Content starts

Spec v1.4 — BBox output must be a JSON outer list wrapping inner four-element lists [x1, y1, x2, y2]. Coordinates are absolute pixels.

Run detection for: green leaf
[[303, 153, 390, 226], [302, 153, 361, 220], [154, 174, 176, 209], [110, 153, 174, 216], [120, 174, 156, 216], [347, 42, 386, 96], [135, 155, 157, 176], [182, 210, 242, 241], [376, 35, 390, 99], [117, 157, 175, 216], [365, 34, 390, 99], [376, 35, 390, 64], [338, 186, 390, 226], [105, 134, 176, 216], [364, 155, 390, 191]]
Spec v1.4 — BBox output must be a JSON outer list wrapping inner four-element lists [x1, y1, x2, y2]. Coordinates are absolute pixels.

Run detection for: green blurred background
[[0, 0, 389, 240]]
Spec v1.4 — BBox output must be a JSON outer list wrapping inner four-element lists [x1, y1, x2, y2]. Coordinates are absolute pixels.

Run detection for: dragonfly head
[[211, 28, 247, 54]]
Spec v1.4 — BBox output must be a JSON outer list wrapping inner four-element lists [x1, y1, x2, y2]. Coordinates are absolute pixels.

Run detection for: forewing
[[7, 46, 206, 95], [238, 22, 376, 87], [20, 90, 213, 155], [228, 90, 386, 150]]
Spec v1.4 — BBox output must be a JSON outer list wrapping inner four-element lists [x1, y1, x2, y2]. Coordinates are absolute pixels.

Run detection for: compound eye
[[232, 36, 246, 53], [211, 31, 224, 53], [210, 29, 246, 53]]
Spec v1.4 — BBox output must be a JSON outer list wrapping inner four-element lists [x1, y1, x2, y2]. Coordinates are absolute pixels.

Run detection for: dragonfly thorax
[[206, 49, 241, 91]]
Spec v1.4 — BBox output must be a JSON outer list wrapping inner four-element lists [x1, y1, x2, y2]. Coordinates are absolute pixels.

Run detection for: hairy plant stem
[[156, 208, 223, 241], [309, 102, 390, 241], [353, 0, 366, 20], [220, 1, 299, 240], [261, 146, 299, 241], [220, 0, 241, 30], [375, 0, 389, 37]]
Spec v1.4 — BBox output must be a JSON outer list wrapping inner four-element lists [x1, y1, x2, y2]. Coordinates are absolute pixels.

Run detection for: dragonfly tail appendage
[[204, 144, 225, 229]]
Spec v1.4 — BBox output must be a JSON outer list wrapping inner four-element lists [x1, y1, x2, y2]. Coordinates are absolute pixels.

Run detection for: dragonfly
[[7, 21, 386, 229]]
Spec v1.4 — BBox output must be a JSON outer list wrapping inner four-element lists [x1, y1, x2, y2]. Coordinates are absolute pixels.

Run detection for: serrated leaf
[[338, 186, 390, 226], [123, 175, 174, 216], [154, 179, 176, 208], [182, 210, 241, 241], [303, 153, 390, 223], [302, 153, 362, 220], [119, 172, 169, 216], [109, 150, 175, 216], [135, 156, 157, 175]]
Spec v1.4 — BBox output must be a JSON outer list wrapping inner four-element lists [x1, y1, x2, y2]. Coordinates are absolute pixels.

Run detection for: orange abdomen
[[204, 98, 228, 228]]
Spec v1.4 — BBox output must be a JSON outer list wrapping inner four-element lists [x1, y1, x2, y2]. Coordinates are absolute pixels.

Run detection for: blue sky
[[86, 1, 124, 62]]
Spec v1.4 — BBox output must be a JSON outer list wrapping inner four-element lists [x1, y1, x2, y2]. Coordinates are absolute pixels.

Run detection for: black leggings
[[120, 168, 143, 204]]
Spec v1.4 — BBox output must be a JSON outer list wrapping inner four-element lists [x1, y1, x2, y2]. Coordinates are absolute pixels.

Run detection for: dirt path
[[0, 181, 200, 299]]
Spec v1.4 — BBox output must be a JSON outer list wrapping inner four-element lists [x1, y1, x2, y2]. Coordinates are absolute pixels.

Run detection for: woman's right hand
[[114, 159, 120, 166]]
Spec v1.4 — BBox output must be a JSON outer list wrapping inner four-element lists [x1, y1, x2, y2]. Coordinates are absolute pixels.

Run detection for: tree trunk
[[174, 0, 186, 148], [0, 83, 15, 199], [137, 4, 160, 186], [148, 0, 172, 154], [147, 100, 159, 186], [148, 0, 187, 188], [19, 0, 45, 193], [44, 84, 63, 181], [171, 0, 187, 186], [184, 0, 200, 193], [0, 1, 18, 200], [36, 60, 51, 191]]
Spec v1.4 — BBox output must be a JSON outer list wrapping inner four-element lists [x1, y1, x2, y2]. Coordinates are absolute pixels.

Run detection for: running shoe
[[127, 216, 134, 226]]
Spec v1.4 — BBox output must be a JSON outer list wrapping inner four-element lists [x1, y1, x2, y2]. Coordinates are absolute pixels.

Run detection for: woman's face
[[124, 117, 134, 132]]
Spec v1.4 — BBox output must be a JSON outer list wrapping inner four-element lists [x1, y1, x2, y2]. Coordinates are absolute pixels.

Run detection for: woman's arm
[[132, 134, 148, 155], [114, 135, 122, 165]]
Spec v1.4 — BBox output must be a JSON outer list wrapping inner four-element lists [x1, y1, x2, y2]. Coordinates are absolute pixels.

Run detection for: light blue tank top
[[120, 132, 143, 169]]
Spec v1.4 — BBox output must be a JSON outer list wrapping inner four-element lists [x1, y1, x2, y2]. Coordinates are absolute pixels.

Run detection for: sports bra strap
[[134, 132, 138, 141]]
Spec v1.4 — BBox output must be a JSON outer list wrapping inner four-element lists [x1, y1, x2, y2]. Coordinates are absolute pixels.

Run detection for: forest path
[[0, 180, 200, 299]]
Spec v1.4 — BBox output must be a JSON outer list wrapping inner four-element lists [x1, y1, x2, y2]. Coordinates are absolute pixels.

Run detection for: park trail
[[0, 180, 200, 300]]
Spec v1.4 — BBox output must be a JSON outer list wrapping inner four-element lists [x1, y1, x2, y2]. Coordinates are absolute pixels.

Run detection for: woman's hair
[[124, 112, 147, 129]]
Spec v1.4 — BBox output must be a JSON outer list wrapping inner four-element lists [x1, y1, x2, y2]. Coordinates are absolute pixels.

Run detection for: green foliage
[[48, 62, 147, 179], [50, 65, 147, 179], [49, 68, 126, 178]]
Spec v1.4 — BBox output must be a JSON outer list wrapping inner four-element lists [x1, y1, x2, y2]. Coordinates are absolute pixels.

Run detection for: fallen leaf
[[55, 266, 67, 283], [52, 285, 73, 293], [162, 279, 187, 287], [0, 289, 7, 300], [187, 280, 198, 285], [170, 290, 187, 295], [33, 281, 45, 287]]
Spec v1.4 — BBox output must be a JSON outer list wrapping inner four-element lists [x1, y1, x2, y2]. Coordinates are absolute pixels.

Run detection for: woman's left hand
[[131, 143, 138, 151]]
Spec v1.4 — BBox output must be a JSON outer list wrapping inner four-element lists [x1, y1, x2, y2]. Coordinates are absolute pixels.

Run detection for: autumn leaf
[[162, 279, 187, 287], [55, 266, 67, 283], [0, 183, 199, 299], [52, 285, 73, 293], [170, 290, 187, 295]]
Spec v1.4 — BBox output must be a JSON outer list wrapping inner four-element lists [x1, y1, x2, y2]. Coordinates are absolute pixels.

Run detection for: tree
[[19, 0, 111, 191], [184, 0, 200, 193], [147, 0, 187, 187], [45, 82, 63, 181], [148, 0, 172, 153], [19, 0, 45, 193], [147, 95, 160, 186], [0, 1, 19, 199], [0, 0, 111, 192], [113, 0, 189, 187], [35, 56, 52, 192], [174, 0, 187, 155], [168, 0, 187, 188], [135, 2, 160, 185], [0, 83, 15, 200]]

Content ends

Action item
Output each line of the material above. Nothing should differ from the original.

Result of the exercise
Spec v1.4 — BBox output must be a JSON outer list wrapping inner four-element lists [x1, y1, x2, y2]. Coordinates are absolute pixels.

Run detection for: green leaf
[[303, 153, 390, 226], [302, 153, 361, 220], [154, 174, 176, 209], [110, 153, 174, 216], [120, 174, 156, 216], [347, 42, 386, 96], [135, 155, 157, 176], [182, 210, 242, 241], [376, 35, 390, 99], [117, 157, 175, 216], [365, 34, 390, 99], [376, 35, 390, 64], [338, 186, 390, 226], [105, 134, 176, 216], [364, 155, 390, 191]]
Spec v1.4 — BBox output must be a JSON outer list wrapping inner four-element lists [x1, y1, x2, y2]. Coordinates are absolute pixels.

Run detection for: green blurred background
[[0, 0, 389, 240]]
Spec v1.4 — BBox output must be a JSON outer list wrapping inner four-element lists [x1, y1, x2, y2]. Coordinates are absolute pixels.

Run detection for: dragonfly head
[[211, 28, 247, 54]]
Spec v1.4 — BBox output must be a JSON outer list wrapping inner four-element lists [x1, y1, x2, y2]. Coordinates are absolute pixels.

Run detection for: forewing
[[7, 46, 206, 95], [238, 22, 376, 87], [20, 90, 213, 155], [228, 90, 386, 150]]
Spec v1.4 — BBox output must be a JSON outer list wrapping inner four-element lists [x1, y1, x2, y2]. Coordinates are absolute pixels.

Run detection for: compound eye
[[232, 36, 246, 53], [211, 31, 224, 53], [210, 29, 246, 53]]
Spec v1.4 — BBox output must be a JSON outer list wrapping inner four-element lists [x1, y1, x2, y2]. Coordinates are absolute pixels.

Run detection for: dragonfly thorax
[[206, 49, 241, 91]]
Spec v1.4 — BBox output must be a JSON outer list wrapping inner four-element lists [x1, y1, x2, y2]. Coordinates are absolute pixels.

Run detection for: hairy plant stem
[[156, 208, 223, 241], [309, 102, 390, 241], [353, 0, 366, 20], [220, 1, 299, 240], [261, 146, 299, 241], [220, 0, 241, 30], [375, 0, 389, 37]]
Spec v1.4 — BBox output must be a JSON outer list wrapping inner four-element lists [x1, y1, x2, y2]. Coordinates are absolute pixels.

Run detection for: dragonfly tail appendage
[[204, 144, 225, 229]]
Spec v1.4 — BBox output must be a JSON outer list wrapping inner four-element lists [x1, y1, x2, y2]. Coordinates are absolute pixels.

Run detection for: dragonfly
[[7, 21, 386, 229]]
Spec v1.4 — BBox output must be a JSON outer list wrapping inner four-element lists [x1, y1, x2, y2]. Coordinates are absolute pixels.

Run detection for: serrated leaf
[[338, 186, 390, 226], [123, 175, 174, 216], [154, 179, 176, 208], [182, 210, 241, 241], [303, 153, 390, 223], [302, 153, 362, 220], [119, 172, 169, 216], [109, 150, 175, 216], [135, 156, 157, 175]]
Spec v1.4 — BBox output must be a JSON outer list wrapping inner four-element lists [x1, y1, x2, y2]. Coordinates are absolute pixels.

Run detection for: orange abdomen
[[204, 98, 228, 228]]
Spec v1.4 — BBox output must be a JSON outer list wrapping inner four-element lists [x1, y1, x2, y2]. Coordinates are absolute pixels.

Run detection for: blue sky
[[86, 1, 124, 62]]
Spec v1.4 — BBox output must be a JSON outer list wrapping inner four-element lists [x1, y1, x2, y2]. Coordinates are absolute pixels.

Run detection for: black leggings
[[120, 168, 143, 204]]
Spec v1.4 — BBox output must be a JSON outer list wrapping inner four-element lists [x1, y1, x2, y2]. Coordinates are absolute pixels.

Run detection for: dirt path
[[0, 181, 200, 299]]
Spec v1.4 — BBox output must be a JSON outer list wrapping inner four-element lists [x1, y1, x2, y2]. Coordinates are absolute pixels.

Run detection for: woman's right hand
[[114, 159, 120, 166]]
Spec v1.4 — BBox output must be a JSON outer list wrapping inner four-element lists [x1, y1, x2, y2]. Coordinates are absolute pixels.

Run detection for: tree trunk
[[174, 0, 186, 148], [0, 83, 15, 199], [137, 4, 160, 186], [148, 0, 172, 154], [147, 100, 159, 186], [148, 0, 187, 188], [19, 0, 45, 193], [44, 84, 63, 181], [171, 0, 187, 186], [184, 0, 200, 193], [0, 1, 18, 200], [36, 60, 51, 191]]
Spec v1.4 — BBox output must be a JSON outer list wrapping inner four-element lists [x1, y1, x2, y2]. Coordinates are absolute pixels.

Run detection for: running shoe
[[127, 216, 134, 226]]
Spec v1.4 — BBox output must be a JSON outer list wrapping inner four-element lists [x1, y1, x2, y2]. Coordinates are absolute pixels.

Run detection for: woman's face
[[124, 117, 134, 132]]
Spec v1.4 — BBox output must be a JSON outer list wrapping inner four-element lists [x1, y1, x2, y2]. Coordinates are absolute pixels.

Run detection for: woman's arm
[[132, 134, 148, 155], [114, 135, 122, 165]]
Spec v1.4 — BBox output must be a JSON outer list wrapping inner four-element lists [x1, y1, x2, y2]. Coordinates are absolute pixels.

Run detection for: light blue tank top
[[120, 132, 143, 169]]
Spec v1.4 — BBox output must be a JSON outer list wrapping inner four-element lists [x1, y1, x2, y2]. Coordinates are absolute pixels.

Run detection for: sports bra strap
[[134, 132, 138, 141]]
Spec v1.4 — BBox output must be a JSON outer list wrapping inner four-element lists [x1, y1, x2, y2]. Coordinates are absolute pixels.

Run detection for: forest path
[[0, 180, 200, 299]]
Spec v1.4 — BBox output must be a JSON outer list wrapping inner four-element lists [x1, y1, x2, y2]. Coordinates are absolute pixels.

Run detection for: park trail
[[0, 180, 200, 300]]
Spec v1.4 — BBox output must be a JSON outer list wrapping inner four-element lists [x1, y1, x2, y2]. Coordinates are absolute pixels.

Run detection for: woman's hair
[[124, 112, 147, 129]]
Spec v1.4 — BBox output must be a JSON outer list wrapping inner four-element lists [x1, y1, x2, y2]. Coordinates are absolute pixels.

Run detection for: green foliage
[[48, 62, 147, 179], [50, 65, 147, 179], [49, 68, 126, 178]]
Spec v1.4 — BBox output must be a JSON outer list wrapping inner four-element lists [x1, y1, x2, y2]. Coordinates are absolute pixels.

Run detection for: fallen leaf
[[55, 266, 67, 283], [52, 285, 73, 293], [162, 279, 187, 287], [0, 289, 7, 300], [187, 280, 198, 285], [170, 290, 187, 295], [33, 281, 45, 287]]
Spec v1.4 — BBox output must be a JSON outer list wrapping inner four-element lists [x1, y1, x2, y2]. Coordinates are absolute pixels.

Run detection for: woman's left hand
[[131, 143, 138, 151]]
Spec v1.4 — BBox output must be a JSON outer list wrapping inner four-element lists [x1, y1, x2, y2]. Coordinates are absolute pixels.

Run detection for: autumn leaf
[[162, 279, 187, 287], [55, 266, 67, 283], [0, 183, 199, 299], [52, 285, 73, 293], [170, 290, 187, 295]]
Spec v1.4 — BBox output must be a JSON outer list wrapping inner four-element lists [x1, y1, x2, y2]. Coordinates are absolute pixels.

Run detection for: tree
[[19, 0, 111, 191], [184, 0, 200, 193], [147, 0, 187, 187], [45, 82, 63, 181], [148, 0, 172, 153], [19, 0, 45, 193], [147, 95, 160, 186], [0, 1, 19, 199], [0, 0, 111, 192], [113, 0, 189, 187], [35, 56, 52, 192], [174, 0, 187, 155], [168, 0, 187, 188], [135, 2, 160, 185], [0, 83, 15, 200]]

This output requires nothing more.